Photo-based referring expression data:
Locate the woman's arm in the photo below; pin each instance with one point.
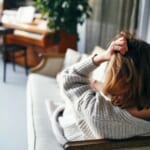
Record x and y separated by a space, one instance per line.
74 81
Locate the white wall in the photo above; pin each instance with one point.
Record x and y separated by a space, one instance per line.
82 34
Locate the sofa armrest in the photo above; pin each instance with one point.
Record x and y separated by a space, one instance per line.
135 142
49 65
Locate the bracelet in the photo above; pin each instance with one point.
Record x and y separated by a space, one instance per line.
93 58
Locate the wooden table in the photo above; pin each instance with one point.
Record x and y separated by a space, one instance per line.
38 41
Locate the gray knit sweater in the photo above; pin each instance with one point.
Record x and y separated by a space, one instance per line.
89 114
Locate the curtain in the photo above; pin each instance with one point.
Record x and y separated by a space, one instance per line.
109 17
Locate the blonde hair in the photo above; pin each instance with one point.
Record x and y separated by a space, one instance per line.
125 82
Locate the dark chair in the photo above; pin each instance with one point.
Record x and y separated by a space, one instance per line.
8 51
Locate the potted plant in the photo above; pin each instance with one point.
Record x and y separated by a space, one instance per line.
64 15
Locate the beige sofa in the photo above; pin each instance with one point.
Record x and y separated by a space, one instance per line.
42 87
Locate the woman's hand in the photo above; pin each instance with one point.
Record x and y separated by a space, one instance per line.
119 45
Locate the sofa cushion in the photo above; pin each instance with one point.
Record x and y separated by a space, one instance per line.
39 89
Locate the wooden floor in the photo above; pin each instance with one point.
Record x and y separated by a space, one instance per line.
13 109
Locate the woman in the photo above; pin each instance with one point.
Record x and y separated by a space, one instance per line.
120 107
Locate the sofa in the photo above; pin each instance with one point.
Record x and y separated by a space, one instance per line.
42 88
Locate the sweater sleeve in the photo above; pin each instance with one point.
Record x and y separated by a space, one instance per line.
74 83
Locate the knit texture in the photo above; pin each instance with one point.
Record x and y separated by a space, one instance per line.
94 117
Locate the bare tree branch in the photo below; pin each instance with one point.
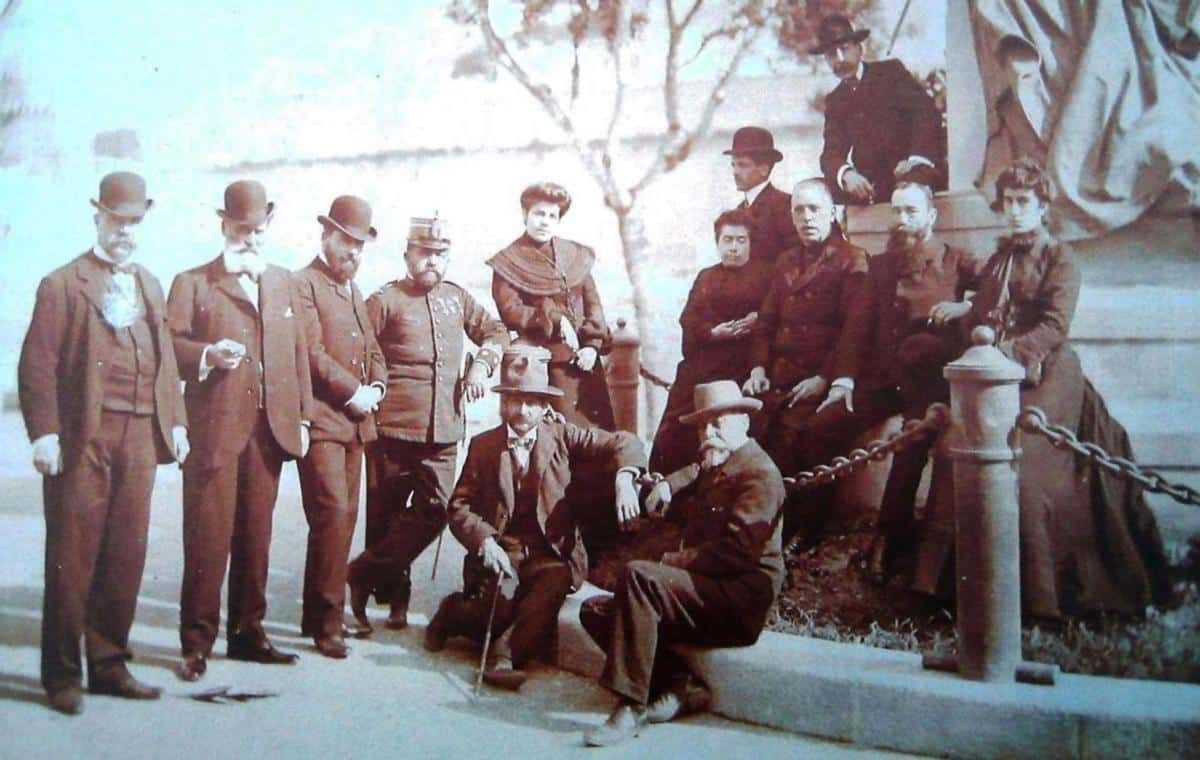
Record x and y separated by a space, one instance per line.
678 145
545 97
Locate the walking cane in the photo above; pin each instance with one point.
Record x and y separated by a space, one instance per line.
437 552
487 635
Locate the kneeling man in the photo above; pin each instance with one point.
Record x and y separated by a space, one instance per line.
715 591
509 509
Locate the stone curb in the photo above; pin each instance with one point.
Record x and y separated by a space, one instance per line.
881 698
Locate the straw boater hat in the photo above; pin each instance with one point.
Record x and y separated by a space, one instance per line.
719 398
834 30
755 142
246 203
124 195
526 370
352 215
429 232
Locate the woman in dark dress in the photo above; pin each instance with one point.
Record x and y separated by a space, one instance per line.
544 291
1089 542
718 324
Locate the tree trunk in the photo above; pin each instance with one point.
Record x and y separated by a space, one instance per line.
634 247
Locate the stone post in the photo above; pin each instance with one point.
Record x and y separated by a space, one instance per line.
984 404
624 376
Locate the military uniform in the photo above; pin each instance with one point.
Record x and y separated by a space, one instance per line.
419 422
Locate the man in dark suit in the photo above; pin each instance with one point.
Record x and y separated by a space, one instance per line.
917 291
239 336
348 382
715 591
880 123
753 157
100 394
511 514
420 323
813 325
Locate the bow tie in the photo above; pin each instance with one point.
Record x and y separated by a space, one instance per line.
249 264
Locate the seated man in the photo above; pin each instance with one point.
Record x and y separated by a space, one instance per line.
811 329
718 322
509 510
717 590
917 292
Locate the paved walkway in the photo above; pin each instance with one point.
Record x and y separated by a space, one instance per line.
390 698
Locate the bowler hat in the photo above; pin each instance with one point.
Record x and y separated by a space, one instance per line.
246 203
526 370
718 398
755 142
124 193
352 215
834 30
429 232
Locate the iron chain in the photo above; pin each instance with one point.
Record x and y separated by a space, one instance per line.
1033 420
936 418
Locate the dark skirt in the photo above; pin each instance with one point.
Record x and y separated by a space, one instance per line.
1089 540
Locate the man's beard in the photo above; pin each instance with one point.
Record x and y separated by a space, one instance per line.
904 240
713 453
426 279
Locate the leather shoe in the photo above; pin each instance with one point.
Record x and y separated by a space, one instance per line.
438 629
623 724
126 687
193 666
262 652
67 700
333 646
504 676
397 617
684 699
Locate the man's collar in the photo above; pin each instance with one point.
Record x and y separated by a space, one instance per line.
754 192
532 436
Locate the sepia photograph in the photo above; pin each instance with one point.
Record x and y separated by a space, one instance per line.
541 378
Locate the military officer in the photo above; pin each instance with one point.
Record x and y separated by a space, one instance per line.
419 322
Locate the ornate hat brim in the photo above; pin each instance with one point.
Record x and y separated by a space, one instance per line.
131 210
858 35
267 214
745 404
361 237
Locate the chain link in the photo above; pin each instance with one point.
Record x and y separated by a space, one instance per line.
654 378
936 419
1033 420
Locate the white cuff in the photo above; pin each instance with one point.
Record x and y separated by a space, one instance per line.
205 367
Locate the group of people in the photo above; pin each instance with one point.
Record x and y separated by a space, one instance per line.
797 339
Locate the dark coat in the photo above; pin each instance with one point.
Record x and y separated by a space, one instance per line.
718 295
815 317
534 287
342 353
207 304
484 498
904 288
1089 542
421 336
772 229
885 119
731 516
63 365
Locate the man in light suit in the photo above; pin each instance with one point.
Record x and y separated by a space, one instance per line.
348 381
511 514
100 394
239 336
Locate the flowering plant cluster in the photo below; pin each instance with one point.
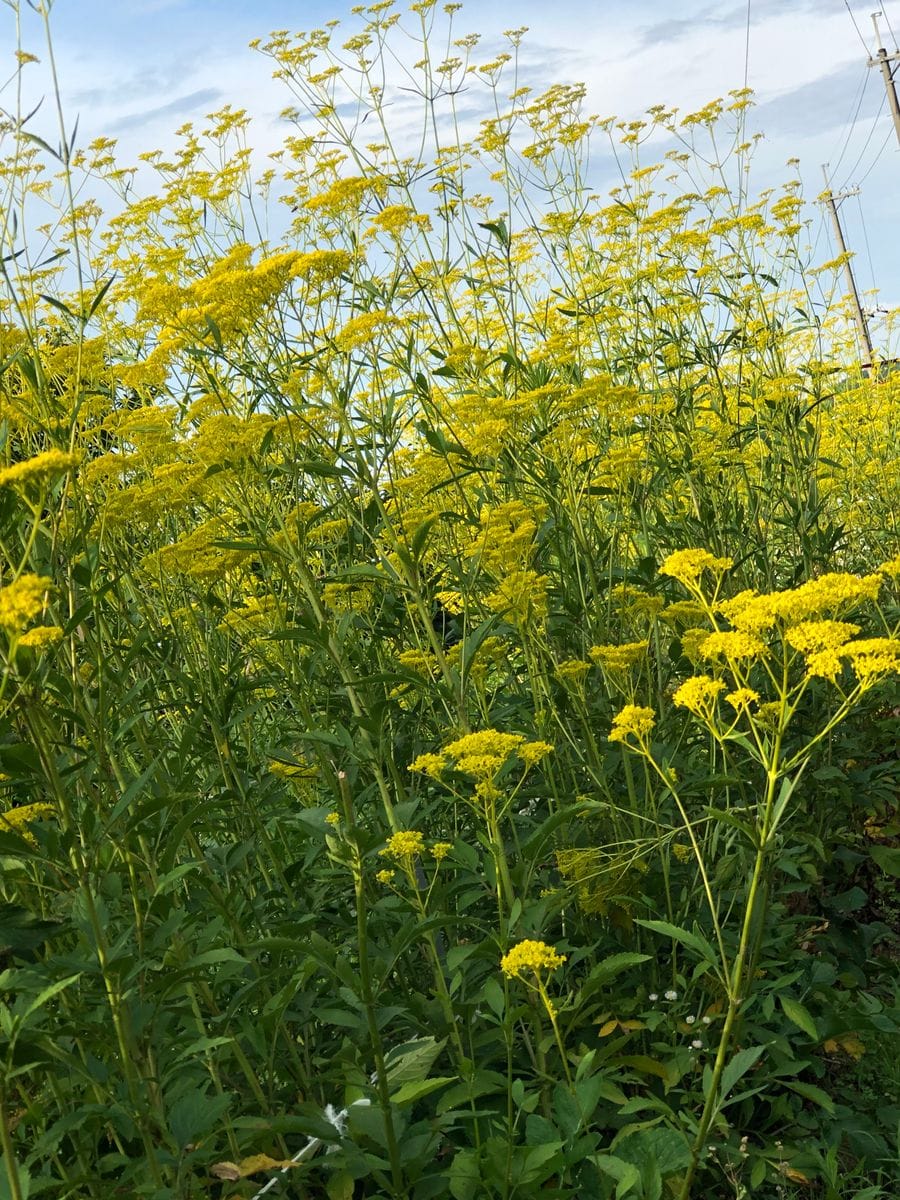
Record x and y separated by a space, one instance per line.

**Goal of the exercise:** Figure out how many lines above include the string "stone", then report that number and nothing else.

**Task response:** 2